WHAT TO DO: Give back all of the data unchanged. Keep every word as it is.

MATERIAL PROVIDED:
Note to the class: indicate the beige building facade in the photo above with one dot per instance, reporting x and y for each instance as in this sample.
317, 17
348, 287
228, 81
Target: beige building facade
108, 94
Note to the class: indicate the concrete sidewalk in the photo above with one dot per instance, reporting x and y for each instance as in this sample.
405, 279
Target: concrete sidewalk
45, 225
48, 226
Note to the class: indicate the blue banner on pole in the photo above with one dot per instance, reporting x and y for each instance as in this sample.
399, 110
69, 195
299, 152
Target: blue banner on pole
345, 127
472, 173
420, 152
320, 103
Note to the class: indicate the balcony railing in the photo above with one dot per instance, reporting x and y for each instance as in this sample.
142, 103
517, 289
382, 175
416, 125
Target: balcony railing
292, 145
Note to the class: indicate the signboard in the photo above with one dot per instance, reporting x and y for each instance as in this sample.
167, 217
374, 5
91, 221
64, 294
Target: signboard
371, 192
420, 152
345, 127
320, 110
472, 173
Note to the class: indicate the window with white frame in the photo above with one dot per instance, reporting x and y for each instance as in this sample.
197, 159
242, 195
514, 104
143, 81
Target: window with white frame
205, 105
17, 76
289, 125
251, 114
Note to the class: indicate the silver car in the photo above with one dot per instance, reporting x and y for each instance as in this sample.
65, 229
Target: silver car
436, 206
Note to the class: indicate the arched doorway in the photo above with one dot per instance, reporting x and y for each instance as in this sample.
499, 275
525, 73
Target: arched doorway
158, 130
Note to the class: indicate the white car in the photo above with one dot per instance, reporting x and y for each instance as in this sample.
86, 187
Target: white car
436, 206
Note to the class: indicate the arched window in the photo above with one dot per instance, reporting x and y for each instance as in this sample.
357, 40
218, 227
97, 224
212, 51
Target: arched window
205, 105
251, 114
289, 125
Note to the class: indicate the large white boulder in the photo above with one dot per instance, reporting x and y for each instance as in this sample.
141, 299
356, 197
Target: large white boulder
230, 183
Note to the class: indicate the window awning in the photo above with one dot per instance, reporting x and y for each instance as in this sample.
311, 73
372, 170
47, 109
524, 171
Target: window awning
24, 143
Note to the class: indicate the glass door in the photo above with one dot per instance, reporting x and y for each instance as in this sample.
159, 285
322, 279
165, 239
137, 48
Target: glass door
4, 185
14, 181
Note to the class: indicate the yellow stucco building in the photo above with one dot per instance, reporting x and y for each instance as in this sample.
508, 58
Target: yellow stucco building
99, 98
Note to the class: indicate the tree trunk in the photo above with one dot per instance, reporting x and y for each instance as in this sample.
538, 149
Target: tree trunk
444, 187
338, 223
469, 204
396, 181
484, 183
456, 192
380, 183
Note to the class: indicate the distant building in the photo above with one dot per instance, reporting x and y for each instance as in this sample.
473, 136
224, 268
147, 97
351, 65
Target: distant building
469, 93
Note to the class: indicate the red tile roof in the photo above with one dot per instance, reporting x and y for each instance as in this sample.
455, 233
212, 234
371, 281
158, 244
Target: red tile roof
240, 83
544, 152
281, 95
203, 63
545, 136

RESPONSE:
Note to the class: indicate the beige building facade in the photo above with one dot per instance, reporting x and y for each instance as in this sample.
317, 17
348, 287
228, 81
Target: beige building facade
108, 94
Note to the class: indicate the concrete sidewalk in the photo above with one dot per instance, reporting x and y for each instance as in this sample.
405, 279
Target: concrete sidewalk
45, 225
48, 226
Note to the class: indicate the blue banner on pole in the photo above with one dot per instance, reporting x and y for each instance as in this sample.
399, 110
69, 195
299, 152
Target: blue banner on pole
345, 127
472, 173
420, 152
320, 103
Note to the class: indicate the balcony railing in the photo above with one dot per instance, reporting x and y for each instance as in this sample.
142, 103
517, 289
382, 175
416, 125
Target: balcony railing
292, 145
Note to the class: indicate the signboard in the photo above with one dot per instance, reporting x and y for each instance as in this sample.
167, 217
374, 5
91, 221
64, 294
Target: signboard
371, 192
420, 152
345, 127
320, 110
472, 173
Note to the class: indicate the window with white frame in the photo above with one dot per instance, reporting x and y for each instance as in this sample.
197, 159
242, 195
514, 104
143, 81
Target: window with white frame
205, 105
17, 76
289, 125
251, 114
Note to the class: indicate the silver car in the photo above with one dot per instance, reporting x and y for each instance as in this sample.
65, 229
Target: silver car
436, 206
Note to the class: indicate the arched doorway in the photo above with one dot per instance, reporting x and y for each instance as in this sample.
499, 275
525, 73
Target: arched doorway
158, 130
Note to the class: indicate the white car in the photo above with one dot per instance, reporting x and y for each instance as in this sample.
86, 187
Target: white car
436, 206
Note to the class: indicate the arched window in the photo above with one dot per instance, reporting x and y for each instance as in this sample.
357, 40
218, 227
97, 224
212, 51
Target: arched window
205, 105
251, 114
289, 125
Note to the class: indicate the large white boulder in the photo above with one dot per instance, reporting x and y for each instance as in this sample.
141, 299
356, 197
Target: large white boulder
230, 183
Note to the class: indicate the window awning in the photo above with one dot per instance, reporting x and y for each instance as in this sample.
311, 73
372, 170
47, 109
524, 171
Target: window awning
24, 143
Note to the class: indicate the glass door in the photo above with one dot per instance, reporting x and y for each instance as in this sample.
159, 285
322, 279
165, 239
137, 48
Target: glass door
4, 185
14, 181
Note to the class: indicate the yellow stucco building in the photo above with one dot per instance, reporting x and y for each instance as in this sample.
508, 58
Target: yellow stucco building
99, 98
Note to the class: indicate the tree trunk in the photo above with one dot per instance, reporting x and y for each instance as in this sample.
538, 149
Target: tree trunk
444, 187
338, 223
469, 204
396, 181
484, 183
456, 192
380, 183
Note to the class: indicate the distant building in the photo above with one dot per instance, reporting x and y for each instance as in this sample.
473, 136
224, 268
147, 97
351, 65
Target: distant building
469, 93
Note to the class: indicate the red tile roof in the photo above with one dot per instance, reporting x and y for each instance as in this sample.
455, 233
212, 234
371, 281
158, 244
Target: red tile roof
240, 83
544, 152
281, 95
203, 63
545, 136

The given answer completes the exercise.